TEXT PASSAGE —

::::::::::

Scraping should be about extracting content from HTML. Sounds simple. Sometimes it is not. It has many obstacles. The first one is to obtain the said HTML.
You can open a browser, go to a URL, and it's there. Dead simple. We're done. ๐ฉโ๐ป
If you don't need a bigger scale, that's it; you're done. But bear with us if that's not the case and you want to learn how to scrape thousand of URLs without blocking.
Websites tend to protect their data and access. There are many possible actions a defensive system could take. We'll start a journey through some of them and learn how to avoid or mitigate their impact.
Note: when testing at scale, never use your home IP directly. A small mistake or slip and you will get banned.
Prerequisites
For the code to work, you will need python3 installed . Some systems have it pre-installed. After that, install all the necessary libraries by running pip install
.
pip install requests beautifulsoup4 pandas
IP Rate Limit
The most basic security system is to ban or throttle requests from the same IP. It means that a regular user would not request a hundred pages in a few seconds, so they proceed to tag that connection as dangerous.
import requests
response = requests.get('http://httpbin.org/ip')
print(response.json()['origin']) # xyz.84.7.83
IP rate limits work similar to API rate limits, but there is usually no public information about them. We cannot know for sure how many requests we can do safely.
Our Internet Service Provider assigns us our IP, and we cannot affect nor mask it. The solution is to change it. We cannot modify a machine's IP, but we can use different machines. Datacenters might have different IPs, although that is not a real solution.
Proxies are. They take an incoming request and relay it to the final destination. It does no processing there. But that is enough to mask our IP since the target website will see the proxies IP.

::::::::::

Records from a dataset —
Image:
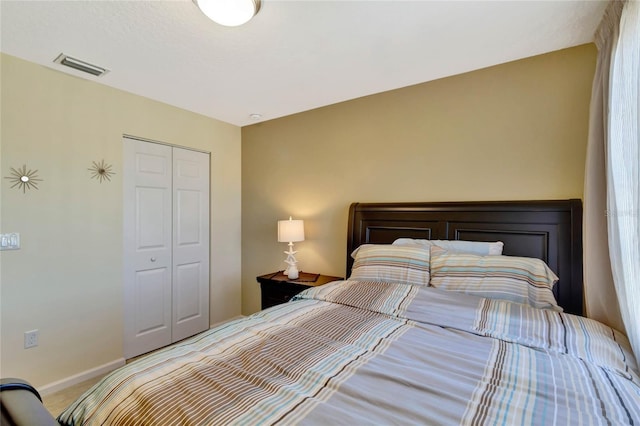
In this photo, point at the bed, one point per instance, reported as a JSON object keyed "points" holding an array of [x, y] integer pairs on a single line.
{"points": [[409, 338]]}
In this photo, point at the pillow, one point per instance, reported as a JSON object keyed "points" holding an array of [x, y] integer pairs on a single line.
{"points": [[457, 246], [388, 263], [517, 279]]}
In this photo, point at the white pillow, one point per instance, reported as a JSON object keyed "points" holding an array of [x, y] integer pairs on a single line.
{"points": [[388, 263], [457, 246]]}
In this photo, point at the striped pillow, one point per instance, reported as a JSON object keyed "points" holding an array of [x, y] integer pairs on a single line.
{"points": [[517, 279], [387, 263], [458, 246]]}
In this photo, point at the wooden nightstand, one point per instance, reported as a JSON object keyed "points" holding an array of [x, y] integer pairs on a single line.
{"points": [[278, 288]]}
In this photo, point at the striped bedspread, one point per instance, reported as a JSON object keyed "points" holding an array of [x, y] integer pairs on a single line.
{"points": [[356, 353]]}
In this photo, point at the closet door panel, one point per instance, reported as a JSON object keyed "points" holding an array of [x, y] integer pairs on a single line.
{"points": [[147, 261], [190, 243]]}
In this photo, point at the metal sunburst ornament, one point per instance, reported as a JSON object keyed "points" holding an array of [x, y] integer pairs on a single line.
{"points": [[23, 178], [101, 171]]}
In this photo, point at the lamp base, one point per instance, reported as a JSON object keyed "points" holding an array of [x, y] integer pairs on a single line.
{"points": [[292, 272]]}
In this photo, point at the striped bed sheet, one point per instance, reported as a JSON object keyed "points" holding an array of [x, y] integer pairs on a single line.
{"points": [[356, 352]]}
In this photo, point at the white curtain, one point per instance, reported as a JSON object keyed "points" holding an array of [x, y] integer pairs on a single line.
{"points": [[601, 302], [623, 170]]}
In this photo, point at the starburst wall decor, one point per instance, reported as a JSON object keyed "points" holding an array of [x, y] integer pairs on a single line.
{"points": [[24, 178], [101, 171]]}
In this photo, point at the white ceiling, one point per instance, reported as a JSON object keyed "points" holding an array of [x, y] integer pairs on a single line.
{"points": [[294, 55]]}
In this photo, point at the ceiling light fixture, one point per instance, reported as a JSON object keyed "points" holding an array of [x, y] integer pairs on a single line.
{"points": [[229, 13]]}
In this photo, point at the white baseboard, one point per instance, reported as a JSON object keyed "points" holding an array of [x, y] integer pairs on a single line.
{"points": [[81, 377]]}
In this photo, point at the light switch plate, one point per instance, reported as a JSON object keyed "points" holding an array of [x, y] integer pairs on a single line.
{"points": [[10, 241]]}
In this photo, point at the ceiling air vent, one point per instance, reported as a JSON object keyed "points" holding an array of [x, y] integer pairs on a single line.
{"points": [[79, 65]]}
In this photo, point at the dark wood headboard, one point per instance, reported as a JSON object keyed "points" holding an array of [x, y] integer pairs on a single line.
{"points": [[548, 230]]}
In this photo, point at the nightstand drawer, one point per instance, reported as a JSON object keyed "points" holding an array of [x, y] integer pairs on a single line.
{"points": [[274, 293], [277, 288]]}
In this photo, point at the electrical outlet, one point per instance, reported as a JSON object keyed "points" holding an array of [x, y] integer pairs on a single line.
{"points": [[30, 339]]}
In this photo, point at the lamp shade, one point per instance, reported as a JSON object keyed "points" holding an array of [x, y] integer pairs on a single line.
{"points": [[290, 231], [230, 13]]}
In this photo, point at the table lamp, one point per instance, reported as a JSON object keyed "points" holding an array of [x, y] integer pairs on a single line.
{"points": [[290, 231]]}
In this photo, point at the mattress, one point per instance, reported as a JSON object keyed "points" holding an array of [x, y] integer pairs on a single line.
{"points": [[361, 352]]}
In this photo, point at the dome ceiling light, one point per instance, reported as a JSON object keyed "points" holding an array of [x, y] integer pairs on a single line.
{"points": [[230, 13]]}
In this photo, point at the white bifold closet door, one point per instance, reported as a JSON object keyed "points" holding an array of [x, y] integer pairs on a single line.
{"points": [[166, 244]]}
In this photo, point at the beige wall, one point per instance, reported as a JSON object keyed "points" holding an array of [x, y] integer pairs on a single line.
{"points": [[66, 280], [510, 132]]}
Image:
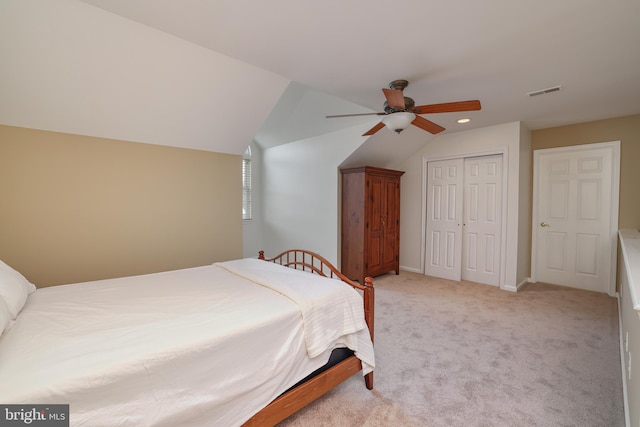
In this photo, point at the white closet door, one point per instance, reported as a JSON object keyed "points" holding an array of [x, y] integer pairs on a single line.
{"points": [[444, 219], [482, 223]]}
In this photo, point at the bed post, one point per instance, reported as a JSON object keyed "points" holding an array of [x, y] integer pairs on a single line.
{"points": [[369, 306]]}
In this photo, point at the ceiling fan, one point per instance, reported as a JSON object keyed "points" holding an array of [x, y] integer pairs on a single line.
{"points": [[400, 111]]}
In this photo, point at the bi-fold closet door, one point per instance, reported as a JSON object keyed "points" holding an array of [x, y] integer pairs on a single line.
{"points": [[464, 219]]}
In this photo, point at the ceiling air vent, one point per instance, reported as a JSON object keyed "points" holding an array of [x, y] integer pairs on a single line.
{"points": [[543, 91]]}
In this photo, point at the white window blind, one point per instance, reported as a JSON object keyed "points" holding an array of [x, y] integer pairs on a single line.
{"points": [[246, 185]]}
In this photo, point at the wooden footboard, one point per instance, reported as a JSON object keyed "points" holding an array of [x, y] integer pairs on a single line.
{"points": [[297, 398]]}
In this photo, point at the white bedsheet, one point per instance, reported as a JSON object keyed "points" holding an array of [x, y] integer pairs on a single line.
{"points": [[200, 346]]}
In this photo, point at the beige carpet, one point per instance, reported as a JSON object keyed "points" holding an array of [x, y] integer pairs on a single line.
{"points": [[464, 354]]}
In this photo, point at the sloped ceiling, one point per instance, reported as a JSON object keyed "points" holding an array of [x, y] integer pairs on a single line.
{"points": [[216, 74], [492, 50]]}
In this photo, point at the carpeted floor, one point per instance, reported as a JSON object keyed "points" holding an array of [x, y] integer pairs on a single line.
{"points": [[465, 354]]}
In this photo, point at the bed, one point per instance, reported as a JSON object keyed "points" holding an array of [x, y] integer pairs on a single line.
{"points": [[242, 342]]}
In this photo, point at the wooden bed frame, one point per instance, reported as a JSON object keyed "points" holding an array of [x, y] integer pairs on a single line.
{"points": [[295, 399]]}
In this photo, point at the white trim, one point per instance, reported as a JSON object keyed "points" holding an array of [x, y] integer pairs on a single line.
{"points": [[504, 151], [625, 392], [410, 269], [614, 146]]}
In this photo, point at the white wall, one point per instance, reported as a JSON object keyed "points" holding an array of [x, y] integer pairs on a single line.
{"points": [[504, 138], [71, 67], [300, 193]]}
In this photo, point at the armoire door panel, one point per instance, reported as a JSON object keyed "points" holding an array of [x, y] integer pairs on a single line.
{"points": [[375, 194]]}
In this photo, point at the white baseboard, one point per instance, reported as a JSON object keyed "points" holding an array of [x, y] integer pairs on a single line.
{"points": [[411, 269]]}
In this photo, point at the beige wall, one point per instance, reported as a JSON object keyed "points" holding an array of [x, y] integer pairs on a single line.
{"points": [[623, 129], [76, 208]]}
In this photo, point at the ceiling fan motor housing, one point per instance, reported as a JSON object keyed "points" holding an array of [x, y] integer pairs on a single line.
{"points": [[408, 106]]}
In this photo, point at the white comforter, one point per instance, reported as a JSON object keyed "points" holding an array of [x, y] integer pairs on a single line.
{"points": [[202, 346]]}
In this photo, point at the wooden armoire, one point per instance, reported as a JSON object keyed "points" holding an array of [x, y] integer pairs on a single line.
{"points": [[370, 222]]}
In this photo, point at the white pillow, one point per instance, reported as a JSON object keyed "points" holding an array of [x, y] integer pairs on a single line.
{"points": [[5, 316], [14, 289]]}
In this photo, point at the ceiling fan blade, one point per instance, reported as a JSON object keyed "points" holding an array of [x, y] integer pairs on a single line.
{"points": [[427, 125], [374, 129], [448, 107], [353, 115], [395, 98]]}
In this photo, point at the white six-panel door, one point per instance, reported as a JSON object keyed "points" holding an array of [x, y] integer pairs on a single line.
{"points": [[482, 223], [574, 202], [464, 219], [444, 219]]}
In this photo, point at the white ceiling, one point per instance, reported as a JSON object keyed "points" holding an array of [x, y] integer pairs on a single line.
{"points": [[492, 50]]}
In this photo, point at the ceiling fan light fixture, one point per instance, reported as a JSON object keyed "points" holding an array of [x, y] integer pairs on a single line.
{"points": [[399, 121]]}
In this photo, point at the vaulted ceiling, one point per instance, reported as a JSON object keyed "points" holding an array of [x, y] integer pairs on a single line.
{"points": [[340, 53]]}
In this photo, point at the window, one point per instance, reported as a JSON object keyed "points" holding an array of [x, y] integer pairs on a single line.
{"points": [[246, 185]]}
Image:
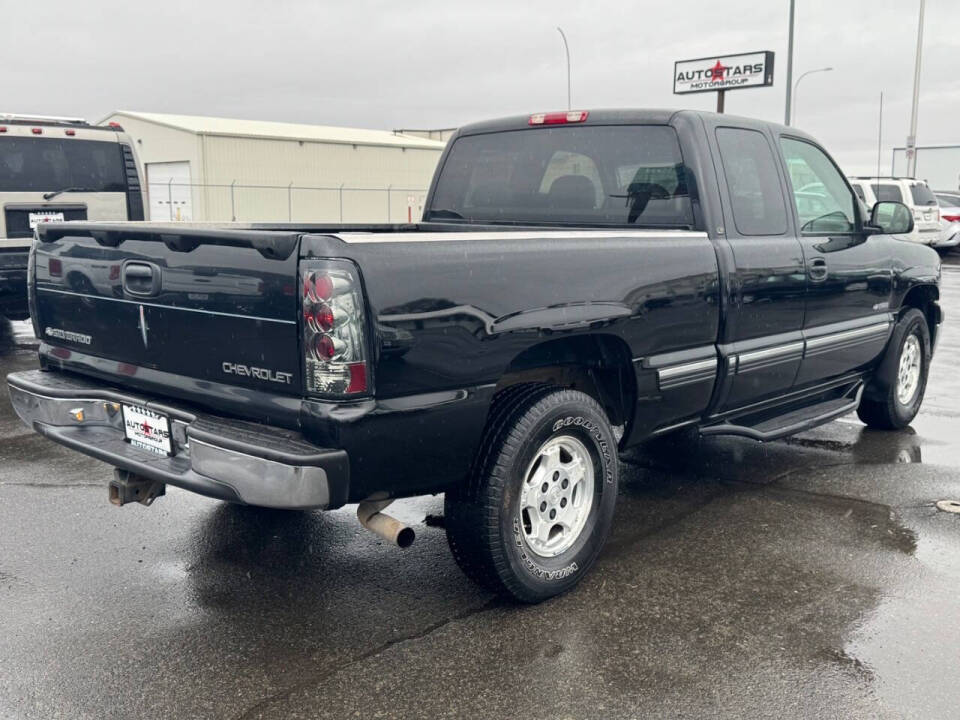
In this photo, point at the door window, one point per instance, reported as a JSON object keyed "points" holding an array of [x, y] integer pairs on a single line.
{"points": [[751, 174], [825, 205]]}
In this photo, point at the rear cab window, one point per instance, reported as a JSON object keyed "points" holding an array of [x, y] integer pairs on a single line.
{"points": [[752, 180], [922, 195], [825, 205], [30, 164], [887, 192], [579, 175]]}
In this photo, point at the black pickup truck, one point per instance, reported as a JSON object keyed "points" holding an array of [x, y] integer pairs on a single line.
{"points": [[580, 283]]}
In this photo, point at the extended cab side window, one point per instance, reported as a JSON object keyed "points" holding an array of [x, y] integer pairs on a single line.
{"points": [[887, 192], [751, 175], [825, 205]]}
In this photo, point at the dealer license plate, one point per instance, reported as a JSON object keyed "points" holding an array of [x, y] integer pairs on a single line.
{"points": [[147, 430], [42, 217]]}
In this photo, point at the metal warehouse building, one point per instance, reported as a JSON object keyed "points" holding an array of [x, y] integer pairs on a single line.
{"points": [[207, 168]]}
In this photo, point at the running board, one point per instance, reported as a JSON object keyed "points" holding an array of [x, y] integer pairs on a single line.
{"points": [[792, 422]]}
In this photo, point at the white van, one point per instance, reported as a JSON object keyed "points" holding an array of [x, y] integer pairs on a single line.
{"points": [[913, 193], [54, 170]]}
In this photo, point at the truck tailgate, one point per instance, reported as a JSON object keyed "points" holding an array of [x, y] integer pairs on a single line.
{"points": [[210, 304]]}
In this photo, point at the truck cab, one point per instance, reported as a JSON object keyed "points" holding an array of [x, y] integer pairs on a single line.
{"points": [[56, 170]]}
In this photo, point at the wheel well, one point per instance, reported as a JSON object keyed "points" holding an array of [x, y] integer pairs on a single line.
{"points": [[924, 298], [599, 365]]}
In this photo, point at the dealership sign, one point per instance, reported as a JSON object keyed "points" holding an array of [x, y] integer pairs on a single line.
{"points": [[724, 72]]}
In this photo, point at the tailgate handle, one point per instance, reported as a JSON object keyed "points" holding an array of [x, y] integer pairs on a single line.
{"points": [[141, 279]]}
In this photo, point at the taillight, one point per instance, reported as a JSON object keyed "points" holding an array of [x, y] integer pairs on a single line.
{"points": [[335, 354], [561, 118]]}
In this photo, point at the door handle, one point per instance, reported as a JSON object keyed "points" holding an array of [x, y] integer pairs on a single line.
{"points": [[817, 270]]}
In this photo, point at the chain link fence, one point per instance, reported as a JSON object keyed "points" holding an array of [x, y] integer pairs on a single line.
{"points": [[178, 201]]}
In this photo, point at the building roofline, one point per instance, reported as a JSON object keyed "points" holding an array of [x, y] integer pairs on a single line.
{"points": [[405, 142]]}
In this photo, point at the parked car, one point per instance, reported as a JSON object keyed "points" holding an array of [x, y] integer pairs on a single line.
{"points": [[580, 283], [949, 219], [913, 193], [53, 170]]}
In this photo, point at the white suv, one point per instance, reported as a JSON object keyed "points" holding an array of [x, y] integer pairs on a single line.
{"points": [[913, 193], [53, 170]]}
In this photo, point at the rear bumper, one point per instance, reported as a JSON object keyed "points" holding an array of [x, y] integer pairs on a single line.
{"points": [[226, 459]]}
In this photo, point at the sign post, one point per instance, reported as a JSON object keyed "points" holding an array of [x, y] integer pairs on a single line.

::::::::::

TASKS AND EXERCISES —
[1] Copy out the web scraping text word for word, from "import requests" through "the proxies IP.".
[2] Write the next part of the web scraping text, starting after its final sentence.

ANSWERS PER TASK —
[1]
import requests
response = requests.get('http://httpbin.org/ip')
print(response.json()['origin']) # xyz.84.7.83
IP rate limits work similar to API rate limits, but there is usually no public information about them. We cannot know for sure how many requests we can do safely.
Our Internet Service Provider assigns us our IP, and we cannot affect nor mask it. The solution is to change it. We cannot modify a machine's IP, but we can use different machines. Datacenters might have different IPs, although that is not a real solution.
Proxies are. They take an incoming request and relay it to the final destination. It does no processing there. But that is enough to mask our IP since the target website will see the proxies IP.

[2]
Rotating Proxies
There are Free Proxies even though we do not recommend them. They might work for testing but are not reliable. We can use some of those for testing, as we'll see in some examples.
Now we have a different IP, and our home connection is safe and sound. Good. But what if they block the proxy's IP? We are back to the initial position.
We won't go into detail about free proxies. Just use the next one on the list. Change them frequently since their lifespan is usually short.
Paid proxy services, on the other hand, offer IP Rotation. Meaning that our service will work the same, but the website will see a different IP. In some cases, they rotate for every request or every few minutes. In any case, they are much harder to ban. And when it happens, we'll get a new IP after a short time.
import requests
proxies = {'http': 'http://190.64.18.177:80'}
response = requests.get('http://httpbin.org/ip', proxies=proxies)
print(response.json()['origin']) # 190.64.18.162
We know about these; it means they know about it too. Some big companies won't allow traffic from known proxy IPs or datacenters. For those cases, there is a higher proxy level: Residential.
More expensive and sometimes bandwidth-limited, residential proxies offer us IPs in use by "normal" people. Implying that our mobile provider will assign us that IP tomorrow. Or a friend had it yesterday. They are indistinguishable from actual final users.
We can scrape whatever we want, right? The cheaper ones by default, the expensive ones when necessary. No, not there yet. We only passed the first hurdle, some more to come. We have to look like a legitimate user to avoid being tagged as a bot or scraper.
User-Agent Header
The next step would be to check our request headers. The most known one is User-Agent (UA for short), but there are many more. UA follows a format that we'll see later, and many software tools have their own, for example, GoogleBot. Here is what the target website will receive if we directly use "python requests" or curl.
import requests
response = requests.get('http://httpbin.org/headers')
print(response.json()['headers']['User-Agent'])
# python-requests/2.25.1
curl http://httpbin.org/headers
# { ... "User-Agent": "curl/7.74.0" ... }
Many sites won't check UA, but this is a huge red flag for the ones that do this. We'll have to fake it. Luckily, most libraries allow custom headers. Following the example using requests:
import requests
headers = {"User-Agent": "Mozilla/5.0 (X11; Linux x86_64) AppleWebKit/537.36 (KHTML, like Gecko) Chrome/88.0.4324.96 Safari/537.36"}
response = requests.get('http://httpbin.org/headers', headers=headers)
print(response.json()['headers']['User-Agent'])
# Mozilla/5.0 ...
To get your current UA, visit httpbin - just as the code snippet is doing - and copy it. Requesting all the URLs with the same UA might also trigger some alerts, so the solution is again a bit more complicated.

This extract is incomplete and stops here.